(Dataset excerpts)
--------
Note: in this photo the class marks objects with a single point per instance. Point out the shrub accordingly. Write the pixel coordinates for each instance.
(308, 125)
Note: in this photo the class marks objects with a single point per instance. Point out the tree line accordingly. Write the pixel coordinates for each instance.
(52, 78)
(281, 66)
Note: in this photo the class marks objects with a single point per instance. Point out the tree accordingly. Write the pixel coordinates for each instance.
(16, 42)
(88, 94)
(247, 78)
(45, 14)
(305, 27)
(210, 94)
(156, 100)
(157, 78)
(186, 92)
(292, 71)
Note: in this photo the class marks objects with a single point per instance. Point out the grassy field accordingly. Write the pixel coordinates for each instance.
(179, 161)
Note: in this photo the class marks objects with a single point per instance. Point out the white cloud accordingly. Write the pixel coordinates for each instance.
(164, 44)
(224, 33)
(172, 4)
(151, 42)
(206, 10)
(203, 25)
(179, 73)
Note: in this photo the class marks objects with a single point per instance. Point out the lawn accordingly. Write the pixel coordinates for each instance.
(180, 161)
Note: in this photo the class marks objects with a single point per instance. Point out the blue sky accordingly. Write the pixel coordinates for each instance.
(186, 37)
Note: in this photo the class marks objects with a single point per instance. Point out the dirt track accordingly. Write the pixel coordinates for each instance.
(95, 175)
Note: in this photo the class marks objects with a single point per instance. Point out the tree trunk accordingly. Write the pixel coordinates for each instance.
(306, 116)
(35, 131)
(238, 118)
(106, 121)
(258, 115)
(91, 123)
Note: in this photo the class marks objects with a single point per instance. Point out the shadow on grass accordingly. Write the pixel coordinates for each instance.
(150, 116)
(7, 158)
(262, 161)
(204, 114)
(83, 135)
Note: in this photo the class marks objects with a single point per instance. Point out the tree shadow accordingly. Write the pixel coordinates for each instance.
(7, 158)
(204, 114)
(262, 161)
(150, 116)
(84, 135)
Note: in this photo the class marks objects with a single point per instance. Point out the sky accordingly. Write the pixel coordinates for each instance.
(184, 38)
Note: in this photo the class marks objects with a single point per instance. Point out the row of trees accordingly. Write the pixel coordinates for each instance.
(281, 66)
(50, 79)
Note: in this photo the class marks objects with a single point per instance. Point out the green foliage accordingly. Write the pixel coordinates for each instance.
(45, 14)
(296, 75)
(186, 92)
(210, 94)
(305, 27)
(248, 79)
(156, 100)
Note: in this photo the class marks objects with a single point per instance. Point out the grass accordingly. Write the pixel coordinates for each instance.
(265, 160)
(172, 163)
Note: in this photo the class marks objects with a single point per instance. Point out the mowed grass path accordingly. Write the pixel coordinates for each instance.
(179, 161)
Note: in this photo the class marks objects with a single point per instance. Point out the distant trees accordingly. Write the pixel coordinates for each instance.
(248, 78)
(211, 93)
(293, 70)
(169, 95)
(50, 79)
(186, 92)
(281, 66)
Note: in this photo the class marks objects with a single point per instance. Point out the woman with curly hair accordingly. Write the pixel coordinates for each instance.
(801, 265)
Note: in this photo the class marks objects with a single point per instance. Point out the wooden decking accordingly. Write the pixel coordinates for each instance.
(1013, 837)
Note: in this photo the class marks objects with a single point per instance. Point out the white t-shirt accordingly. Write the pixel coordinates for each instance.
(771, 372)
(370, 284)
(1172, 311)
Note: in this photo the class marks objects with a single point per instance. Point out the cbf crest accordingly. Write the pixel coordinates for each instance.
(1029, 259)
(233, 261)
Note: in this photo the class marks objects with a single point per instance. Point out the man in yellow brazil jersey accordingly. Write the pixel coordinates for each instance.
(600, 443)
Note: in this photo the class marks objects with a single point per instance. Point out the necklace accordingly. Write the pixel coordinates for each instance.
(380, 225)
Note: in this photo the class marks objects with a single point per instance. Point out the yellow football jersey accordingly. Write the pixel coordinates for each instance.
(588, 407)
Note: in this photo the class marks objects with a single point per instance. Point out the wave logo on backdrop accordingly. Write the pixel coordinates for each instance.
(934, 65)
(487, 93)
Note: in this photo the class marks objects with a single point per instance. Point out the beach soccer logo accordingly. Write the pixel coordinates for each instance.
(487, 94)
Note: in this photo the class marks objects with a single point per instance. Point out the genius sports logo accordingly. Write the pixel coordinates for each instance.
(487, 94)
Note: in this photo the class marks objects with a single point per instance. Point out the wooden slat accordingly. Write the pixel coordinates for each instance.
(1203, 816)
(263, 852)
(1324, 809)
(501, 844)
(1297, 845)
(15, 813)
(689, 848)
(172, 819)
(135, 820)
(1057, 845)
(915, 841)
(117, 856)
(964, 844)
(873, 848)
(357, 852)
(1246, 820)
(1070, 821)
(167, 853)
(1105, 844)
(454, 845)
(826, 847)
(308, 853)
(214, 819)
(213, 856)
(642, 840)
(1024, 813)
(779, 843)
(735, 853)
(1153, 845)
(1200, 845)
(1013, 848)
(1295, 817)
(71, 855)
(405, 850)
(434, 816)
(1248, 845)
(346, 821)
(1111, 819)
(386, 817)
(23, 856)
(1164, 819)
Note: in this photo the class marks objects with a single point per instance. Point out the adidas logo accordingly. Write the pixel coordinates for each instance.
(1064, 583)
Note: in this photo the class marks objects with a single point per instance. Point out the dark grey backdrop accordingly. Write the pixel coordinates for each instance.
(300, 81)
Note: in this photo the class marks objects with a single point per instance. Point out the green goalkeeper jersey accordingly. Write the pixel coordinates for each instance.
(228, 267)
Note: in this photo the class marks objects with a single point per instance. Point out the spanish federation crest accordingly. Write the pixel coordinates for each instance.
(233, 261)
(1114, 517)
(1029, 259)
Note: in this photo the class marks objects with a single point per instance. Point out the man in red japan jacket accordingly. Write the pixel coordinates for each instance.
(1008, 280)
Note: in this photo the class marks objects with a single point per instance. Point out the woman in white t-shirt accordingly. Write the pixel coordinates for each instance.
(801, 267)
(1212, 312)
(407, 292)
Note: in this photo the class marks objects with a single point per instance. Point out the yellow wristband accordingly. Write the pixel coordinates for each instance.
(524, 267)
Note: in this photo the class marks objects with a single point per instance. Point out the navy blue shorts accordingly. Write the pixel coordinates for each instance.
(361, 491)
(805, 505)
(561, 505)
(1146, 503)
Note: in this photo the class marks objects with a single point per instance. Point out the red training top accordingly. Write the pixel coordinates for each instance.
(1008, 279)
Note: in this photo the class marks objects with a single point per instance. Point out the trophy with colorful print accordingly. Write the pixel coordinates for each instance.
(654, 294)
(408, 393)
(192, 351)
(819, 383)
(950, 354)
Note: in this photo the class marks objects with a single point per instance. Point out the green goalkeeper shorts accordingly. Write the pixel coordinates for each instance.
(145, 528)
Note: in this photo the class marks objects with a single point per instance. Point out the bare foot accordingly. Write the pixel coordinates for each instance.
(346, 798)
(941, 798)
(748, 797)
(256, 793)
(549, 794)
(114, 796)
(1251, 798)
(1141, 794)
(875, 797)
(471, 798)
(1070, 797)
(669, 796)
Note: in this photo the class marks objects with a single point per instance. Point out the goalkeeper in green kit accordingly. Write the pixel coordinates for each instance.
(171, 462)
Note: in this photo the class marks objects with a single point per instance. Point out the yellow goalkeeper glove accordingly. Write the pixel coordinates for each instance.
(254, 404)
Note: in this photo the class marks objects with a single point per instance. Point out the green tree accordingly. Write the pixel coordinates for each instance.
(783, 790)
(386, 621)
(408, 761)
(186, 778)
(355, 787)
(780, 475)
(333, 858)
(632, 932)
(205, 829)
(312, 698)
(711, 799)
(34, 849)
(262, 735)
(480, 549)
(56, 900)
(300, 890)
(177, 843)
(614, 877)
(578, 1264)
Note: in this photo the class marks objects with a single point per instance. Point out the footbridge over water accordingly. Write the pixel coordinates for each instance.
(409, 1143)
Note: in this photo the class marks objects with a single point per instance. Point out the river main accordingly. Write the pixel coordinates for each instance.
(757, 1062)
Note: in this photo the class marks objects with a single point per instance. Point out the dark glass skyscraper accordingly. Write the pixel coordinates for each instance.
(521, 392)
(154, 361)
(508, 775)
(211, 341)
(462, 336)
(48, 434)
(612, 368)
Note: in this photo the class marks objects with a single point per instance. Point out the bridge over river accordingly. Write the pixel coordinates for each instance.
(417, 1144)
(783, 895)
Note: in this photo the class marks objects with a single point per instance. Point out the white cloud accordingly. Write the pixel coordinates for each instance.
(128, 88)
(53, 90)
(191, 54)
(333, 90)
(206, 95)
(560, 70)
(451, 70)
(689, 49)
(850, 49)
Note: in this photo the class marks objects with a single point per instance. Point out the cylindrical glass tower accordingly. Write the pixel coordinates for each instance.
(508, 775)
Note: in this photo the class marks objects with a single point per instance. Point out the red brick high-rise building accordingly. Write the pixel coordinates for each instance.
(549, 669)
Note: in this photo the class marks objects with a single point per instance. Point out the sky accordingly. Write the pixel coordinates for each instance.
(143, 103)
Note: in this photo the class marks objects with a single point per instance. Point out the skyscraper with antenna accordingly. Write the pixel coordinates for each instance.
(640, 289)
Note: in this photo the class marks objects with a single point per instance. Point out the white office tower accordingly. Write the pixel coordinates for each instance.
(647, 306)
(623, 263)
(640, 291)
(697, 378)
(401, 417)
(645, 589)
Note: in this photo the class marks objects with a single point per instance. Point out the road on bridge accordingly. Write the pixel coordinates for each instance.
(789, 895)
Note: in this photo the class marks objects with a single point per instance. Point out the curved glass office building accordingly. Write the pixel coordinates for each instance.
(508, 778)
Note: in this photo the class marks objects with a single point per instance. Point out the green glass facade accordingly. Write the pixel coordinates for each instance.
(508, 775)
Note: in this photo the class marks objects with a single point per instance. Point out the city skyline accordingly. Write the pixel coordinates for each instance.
--------
* _REQUIRED WORK_:
The output consists solely of the lines from the line that contains "out the cylindrical" through the final line of the data.

* _RESPONSE BOX_:
Note: in this photo the class marks objects with a single point per instance. Point out the cylindrical glass tower accordingly. Write the pixel coordinates for each instance.
(508, 775)
Note: in this photo the class marks objects with a single point per instance. Point out the red brick high-rise building accordingly. Write the pixel coordinates for each instance.
(549, 669)
Note: in this photo the class marks objects with a single point per instance. Point out the sky accordingly. Write the pixel coordinates for each instance.
(143, 103)
Note: in this photo the class marks objects with a single point per instance. Point out the skyscraper with antenna accordingly. Write the pixel coordinates for each instance.
(640, 289)
Note: in this photo the class marks objects with a single point per instance. Point out the white office tower accordingly. Write the pixel coordinates for each instance.
(647, 306)
(623, 263)
(640, 291)
(697, 378)
(401, 417)
(645, 589)
Note: in this photo the class marks objects with a single point per instance. Point out the road on bridge accordingly. Write the pixel coordinates for each instance.
(789, 895)
Note: in this photo the class marks objects with a single point per instance. Point out the curved glass office building accordingly. Write the pixel coordinates for each instance.
(508, 778)
Note: in this photo the class marks objects with a single point per instance. Point out the green glass facade accordingly. Write the pixel coordinates for each instance.
(508, 775)
Note: in this photo the class marks objects with a single point per instance. Point out the city skyline accordingly. Write the pixel coordinates for each instance.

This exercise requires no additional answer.